RAW DATA:
###
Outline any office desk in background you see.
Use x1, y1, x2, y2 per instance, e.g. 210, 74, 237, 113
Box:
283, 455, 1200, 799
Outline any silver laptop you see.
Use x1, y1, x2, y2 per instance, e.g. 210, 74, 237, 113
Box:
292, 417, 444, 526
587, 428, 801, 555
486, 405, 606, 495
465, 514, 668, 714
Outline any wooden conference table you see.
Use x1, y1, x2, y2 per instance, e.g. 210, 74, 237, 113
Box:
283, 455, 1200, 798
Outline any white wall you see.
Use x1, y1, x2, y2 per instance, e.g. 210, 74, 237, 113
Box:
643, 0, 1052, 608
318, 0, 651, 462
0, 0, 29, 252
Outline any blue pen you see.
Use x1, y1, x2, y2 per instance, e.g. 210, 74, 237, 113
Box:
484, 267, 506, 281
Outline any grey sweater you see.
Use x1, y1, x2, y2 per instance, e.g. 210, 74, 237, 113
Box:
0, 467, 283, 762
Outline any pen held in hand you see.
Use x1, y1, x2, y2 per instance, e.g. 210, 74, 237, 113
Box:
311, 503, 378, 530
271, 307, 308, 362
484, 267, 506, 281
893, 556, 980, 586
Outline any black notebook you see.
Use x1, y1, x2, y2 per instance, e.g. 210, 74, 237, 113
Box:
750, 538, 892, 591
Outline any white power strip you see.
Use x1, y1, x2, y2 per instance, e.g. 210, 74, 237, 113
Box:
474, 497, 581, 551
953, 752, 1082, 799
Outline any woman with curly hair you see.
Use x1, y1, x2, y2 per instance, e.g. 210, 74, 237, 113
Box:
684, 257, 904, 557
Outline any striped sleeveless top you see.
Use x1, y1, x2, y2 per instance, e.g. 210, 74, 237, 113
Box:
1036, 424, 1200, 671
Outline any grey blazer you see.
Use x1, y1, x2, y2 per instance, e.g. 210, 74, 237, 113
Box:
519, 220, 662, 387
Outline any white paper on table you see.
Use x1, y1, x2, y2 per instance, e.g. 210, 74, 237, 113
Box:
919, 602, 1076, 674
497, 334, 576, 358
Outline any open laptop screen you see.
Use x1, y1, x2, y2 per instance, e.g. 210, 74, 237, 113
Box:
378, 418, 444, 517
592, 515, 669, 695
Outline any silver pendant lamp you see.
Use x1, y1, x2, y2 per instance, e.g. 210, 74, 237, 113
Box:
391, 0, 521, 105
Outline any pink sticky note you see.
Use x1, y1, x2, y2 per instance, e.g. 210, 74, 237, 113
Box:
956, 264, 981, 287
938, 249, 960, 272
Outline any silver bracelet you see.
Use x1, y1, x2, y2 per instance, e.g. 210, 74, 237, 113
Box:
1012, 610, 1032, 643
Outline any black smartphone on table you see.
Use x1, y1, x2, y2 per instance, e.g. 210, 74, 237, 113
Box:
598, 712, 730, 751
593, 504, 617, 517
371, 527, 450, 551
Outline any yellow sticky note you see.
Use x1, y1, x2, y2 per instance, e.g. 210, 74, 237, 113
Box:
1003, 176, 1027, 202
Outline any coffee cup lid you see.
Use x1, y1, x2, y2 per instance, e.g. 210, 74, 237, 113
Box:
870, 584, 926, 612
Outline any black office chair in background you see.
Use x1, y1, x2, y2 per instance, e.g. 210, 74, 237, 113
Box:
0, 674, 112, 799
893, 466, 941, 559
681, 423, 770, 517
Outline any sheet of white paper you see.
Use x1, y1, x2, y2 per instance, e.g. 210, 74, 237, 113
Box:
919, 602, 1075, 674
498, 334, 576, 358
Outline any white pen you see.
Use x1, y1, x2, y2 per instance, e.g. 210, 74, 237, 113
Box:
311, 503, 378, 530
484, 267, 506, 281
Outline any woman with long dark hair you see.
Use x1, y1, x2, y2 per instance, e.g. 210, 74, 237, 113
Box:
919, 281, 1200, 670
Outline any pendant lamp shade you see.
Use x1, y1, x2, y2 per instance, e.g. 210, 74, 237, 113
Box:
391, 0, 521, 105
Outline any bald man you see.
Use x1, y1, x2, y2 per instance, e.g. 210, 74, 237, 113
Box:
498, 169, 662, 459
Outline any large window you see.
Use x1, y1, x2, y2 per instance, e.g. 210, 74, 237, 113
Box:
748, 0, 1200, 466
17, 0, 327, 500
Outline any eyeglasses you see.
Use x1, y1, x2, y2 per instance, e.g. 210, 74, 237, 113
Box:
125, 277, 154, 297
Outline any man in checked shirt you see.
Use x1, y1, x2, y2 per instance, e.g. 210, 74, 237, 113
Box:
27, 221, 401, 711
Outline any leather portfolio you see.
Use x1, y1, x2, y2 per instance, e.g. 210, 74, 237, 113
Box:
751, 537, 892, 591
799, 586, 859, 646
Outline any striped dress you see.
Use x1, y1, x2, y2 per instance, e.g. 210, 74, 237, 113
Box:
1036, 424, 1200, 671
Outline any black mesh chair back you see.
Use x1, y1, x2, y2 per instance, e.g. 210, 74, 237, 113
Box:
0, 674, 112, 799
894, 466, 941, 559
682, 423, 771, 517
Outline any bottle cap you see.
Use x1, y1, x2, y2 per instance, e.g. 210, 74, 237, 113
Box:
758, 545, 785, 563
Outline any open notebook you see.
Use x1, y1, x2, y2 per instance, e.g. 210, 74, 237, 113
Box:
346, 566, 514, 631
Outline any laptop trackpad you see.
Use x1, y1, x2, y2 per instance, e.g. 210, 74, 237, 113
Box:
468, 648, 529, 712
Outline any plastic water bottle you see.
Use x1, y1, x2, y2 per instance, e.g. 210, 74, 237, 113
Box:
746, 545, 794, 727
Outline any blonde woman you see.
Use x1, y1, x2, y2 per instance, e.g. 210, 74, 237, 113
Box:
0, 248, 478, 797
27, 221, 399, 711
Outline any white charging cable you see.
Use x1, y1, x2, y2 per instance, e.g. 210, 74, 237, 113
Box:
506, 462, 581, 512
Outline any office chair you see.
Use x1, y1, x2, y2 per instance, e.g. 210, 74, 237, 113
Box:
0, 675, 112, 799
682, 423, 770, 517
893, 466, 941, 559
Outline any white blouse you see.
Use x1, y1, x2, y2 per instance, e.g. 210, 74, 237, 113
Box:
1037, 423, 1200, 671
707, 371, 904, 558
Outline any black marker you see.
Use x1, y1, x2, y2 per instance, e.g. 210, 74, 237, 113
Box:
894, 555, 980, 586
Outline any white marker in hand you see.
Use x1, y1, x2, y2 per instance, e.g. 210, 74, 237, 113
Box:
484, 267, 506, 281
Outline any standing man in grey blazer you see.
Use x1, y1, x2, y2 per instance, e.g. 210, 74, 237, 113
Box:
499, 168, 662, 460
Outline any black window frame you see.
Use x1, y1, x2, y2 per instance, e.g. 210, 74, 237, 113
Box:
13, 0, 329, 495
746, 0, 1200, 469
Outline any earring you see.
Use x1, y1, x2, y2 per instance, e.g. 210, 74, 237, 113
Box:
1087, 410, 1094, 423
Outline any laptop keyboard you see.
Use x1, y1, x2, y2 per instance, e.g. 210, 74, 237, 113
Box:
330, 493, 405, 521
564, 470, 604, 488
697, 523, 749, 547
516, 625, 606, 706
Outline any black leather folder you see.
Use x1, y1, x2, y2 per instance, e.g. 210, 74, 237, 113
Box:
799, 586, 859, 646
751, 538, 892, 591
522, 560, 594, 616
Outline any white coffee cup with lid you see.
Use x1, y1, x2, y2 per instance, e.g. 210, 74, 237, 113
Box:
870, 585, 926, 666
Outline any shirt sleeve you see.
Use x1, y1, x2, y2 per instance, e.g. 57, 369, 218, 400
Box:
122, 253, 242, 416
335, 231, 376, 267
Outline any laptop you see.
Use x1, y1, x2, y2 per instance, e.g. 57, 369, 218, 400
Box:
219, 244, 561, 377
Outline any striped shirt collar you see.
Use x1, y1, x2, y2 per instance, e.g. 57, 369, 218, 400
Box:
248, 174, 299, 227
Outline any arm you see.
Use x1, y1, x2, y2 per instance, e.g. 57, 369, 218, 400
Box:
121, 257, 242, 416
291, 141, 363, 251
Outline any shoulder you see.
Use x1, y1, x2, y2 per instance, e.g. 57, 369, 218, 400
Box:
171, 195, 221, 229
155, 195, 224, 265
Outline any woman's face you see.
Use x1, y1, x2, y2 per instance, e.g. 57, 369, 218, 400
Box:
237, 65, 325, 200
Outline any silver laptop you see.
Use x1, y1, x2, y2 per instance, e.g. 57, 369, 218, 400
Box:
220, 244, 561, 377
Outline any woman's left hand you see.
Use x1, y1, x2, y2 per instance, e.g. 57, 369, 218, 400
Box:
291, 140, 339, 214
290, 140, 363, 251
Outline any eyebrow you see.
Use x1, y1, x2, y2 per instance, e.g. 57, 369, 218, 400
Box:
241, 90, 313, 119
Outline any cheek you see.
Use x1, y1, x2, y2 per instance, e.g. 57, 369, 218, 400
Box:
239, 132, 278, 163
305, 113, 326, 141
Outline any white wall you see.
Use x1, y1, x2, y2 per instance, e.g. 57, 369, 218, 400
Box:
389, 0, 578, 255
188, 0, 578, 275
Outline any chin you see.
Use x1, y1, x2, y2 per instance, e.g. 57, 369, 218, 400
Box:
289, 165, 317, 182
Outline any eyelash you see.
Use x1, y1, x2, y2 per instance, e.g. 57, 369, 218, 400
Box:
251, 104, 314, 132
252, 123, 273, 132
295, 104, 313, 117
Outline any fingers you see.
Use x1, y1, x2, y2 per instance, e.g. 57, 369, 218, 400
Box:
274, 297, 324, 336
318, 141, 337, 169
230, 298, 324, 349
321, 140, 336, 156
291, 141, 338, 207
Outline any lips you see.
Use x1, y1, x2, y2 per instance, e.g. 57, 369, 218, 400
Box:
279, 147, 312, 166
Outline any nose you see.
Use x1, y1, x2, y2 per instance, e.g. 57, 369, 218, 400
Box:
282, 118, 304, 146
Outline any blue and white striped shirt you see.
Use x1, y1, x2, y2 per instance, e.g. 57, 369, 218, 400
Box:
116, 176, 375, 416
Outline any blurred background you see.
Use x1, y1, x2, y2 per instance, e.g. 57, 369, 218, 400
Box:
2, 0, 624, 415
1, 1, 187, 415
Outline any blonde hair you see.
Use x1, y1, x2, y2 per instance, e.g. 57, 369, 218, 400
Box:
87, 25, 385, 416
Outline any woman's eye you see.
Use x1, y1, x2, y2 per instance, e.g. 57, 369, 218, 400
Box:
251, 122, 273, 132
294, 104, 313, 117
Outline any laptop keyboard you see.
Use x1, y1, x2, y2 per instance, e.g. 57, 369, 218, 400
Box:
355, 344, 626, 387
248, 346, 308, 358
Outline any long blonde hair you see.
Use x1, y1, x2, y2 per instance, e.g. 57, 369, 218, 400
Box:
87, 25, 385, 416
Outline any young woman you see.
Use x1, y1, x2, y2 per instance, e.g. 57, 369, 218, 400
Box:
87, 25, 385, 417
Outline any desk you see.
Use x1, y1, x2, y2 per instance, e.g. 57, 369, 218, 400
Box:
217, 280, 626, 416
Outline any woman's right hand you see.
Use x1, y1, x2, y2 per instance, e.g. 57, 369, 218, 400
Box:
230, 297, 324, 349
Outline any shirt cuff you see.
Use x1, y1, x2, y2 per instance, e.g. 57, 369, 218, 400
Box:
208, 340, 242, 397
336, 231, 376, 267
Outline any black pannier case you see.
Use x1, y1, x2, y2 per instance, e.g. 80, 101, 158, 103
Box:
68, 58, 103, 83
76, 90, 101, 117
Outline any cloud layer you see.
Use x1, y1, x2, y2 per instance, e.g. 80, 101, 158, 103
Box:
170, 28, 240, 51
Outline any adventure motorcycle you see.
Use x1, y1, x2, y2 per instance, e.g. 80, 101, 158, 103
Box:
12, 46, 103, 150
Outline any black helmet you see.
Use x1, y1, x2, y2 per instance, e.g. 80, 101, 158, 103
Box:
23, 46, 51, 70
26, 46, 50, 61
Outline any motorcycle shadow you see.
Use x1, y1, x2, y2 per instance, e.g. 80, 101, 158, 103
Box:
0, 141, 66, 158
###
REQUIRED ACTION: Could you show every line of the listing that holds the string "blazer"?

OUTPUT:
Outline any grey blazer you see.
Outline any standing man in grey blazer you see.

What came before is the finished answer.